Give only the lines from the one containing "of the dense" through the end of the material below, exactly as written.

● ● ● ● ● ● ●

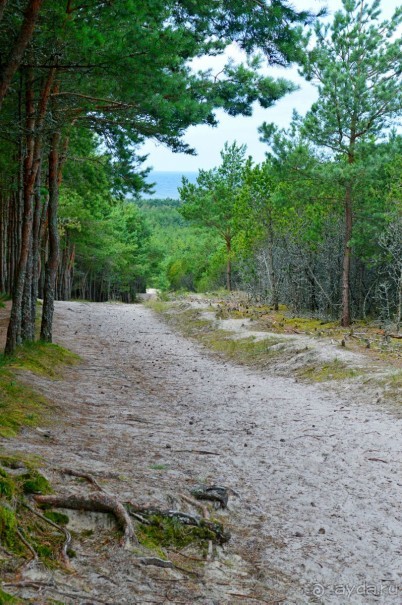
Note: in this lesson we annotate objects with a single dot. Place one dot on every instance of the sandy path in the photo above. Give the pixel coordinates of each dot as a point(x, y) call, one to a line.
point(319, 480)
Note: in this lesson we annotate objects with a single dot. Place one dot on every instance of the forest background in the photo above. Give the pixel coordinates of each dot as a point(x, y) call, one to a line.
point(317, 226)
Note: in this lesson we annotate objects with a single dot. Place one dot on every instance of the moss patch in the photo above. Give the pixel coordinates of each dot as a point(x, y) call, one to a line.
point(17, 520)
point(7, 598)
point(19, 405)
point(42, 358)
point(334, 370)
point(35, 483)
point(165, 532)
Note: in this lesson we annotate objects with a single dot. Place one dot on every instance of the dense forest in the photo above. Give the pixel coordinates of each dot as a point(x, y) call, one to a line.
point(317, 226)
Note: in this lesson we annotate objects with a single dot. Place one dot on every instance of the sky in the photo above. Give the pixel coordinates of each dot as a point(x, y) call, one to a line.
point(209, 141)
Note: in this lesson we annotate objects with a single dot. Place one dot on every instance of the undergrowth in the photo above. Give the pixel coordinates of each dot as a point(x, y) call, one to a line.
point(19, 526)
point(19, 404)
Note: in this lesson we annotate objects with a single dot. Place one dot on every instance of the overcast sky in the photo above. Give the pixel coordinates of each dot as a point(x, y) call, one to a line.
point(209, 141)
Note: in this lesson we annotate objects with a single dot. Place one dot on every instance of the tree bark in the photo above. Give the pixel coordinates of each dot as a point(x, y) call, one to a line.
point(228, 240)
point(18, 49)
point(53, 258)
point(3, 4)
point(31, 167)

● ● ● ● ● ● ●

▶ **Solution for this exercise**:
Note: in this lesson we annotate objects with a single dot. Place one dot on every instance of the dense forest in the photo above. Give the pixel coordinates of each dot as a point(x, y) call, one to a line.
point(317, 226)
Note: in this lesson we annotate objects with a single dot. Place one dot on every instance of the sky in the photo above. Give the pixel coordinates of each dot as a point(x, y) call, one to a line.
point(209, 141)
Note: in this lesson we annotate objects with a single dot. Place one dot on every instance of the undergrowth in the photo above. Give the pixel coordinates of each dot as a point(x, y) call, one to a line.
point(19, 526)
point(19, 404)
Note: in this lesson we annotate objects with a single dot. Place one dot on every instance of the overcast sky in the photo above. Give the pixel coordinates of each dot as a point(x, y) call, one to a line.
point(209, 141)
Note: in this lesson we annotate objects with a single dot. Place one dot on every instance of the tree bark in the photo above. Give the pixel coordinates of each dot as a point(x, y) call, one to a line.
point(228, 240)
point(18, 49)
point(53, 258)
point(3, 4)
point(31, 167)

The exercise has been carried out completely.